§ EXTRACT TO READ
========================
The next step in the Encinitas Right to Vote Amendment process is review by the Encinitas City Council. The city council can require a special election in order to adopt the amendment, and a special election will now be required because at least 15 percent of voters signed the petition in support of the amendment. Since in fact the number of signatures gathered was almost 50 percent more than what was required for a special election, it seems that the logical action for the city council to take would be to adopt the amendment without forcing a special election. It is clear that Encinitas voters want to have the final say in the growth of their community. It is an opportunity for our popularly elected city council to actually represent the citizens who elected them.

Erin Quinn,



Lane closure won’t work

On Jan. 30, Encinitas City Council will hear an agenda item to review closing a lane, northbound, on North Highway 101 as it relates to Streetscape. Opponents will once again present our case to our “Fresh Start Council;” eliminating a lane, would be a horrible idea!

On July 18, 2012, with little notice, and many on summer break, “lane-diet” was snuck onto the agenda along with a plan for Sharrows from K Street to La Costa. Most support share-the-road signage. But lane closure was bifurcated; Council voted on it, separately, without that issue having gone to the Traffic and Environmental Commissions, as Sharrows installation had.

Traffic going northbound has backed up tremendously on recent mornings with one lane closed, as workers apply the slurry seal. These temporary lane closures would be an excellent opportunity for the City to actually monitor the effects of closing one lane during peak hours.

The number of bicyclists going northbound needs to be quantified and qualified, to see if eliminating a lane for motorists is justified. Also, lane closure wouldn’t balance the needs of elderly and/or disabled motorists or residents who already have significant challenges turning left onto the highway, going northbound.

Eliminating a motorist lane WOULDN’T be traffic calming, quite the contrary. Frustrated drivers would be more likely, when stuck in traffic, to veer into the bicycle lane to escape from gridlock, further endangering any bicyclists blithely riding through an unnecessarily wide 8-foot bicycle lane.

An additional bicycle/pedestrian path is also planned within the railroad right-of-way, northbound, to La Costa, as part of the Bicycle Masterplan Update, which just was approved by the Planning Commission!
========================
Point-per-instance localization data
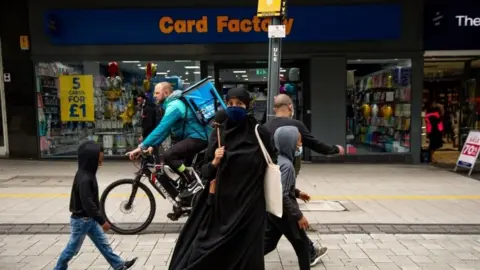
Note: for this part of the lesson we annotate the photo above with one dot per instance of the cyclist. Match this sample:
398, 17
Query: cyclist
187, 134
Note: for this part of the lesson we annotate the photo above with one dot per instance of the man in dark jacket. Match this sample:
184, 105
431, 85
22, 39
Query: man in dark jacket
283, 107
293, 223
149, 114
86, 218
========================
§ PARTS OF THE EXERCISE
(1) In the Encinitas letters, on what date will the city council hear the item on closing a northbound lane of North Highway 101?
(2) Write the next part of the Encinitas letters, picking up after their last sentence.
These rows have nothing to do with the Encinitas letters.

§ RESPONSES FOR EACH TASK
(1) Jan. 30

(2)
Adjacent residents, local commuters, and parents of students at Paul Ecke School, realize increasing levels of cut-through traffic, slower emergency response times, would further endanger, not benefit, us all.

Lynn Marr,



Vegan diet and the Flu epidemic

The flu epidemic has invaded 48 states, overwhelming medical facilities, exhausting vaccine supplies, and killing 29 children and thousands of seniors. Both the problem and solution to this disaster hinge on how we relate to animals raised for food.

Indeed, 61 ercent of the 1,415 pathogens known to infect humans originate with animals. The more recent, contagious, and deadly viruses among these include Asian, dengue fever, Ebola, H5N1 (bird), HIV, SARS, West Nile, and yellow fever. The pandemic “Spanish” flu of 1918, killed 20-50 million people worldwide, and the World Health Organization predicts more pandemics in the future.

Today’s factory farms are virtual flu factories. Sick, crowded, highly stressed animals in contact with contaminated feces and urine provide ideal incubation media for viruses. As these microbes reach humans, they mutate to defeat the new host’s immune system, then propagate by contact.

Each of us can help end animal farming and build up our own immune system against the flu by replacing animal products in our diet with vegetables, fruits, and whole grains. These foods don’t carry flu viruses, or government-warning labels, are touted by every major health advocacy organization, and were the recommended fare in the Garden of Eden.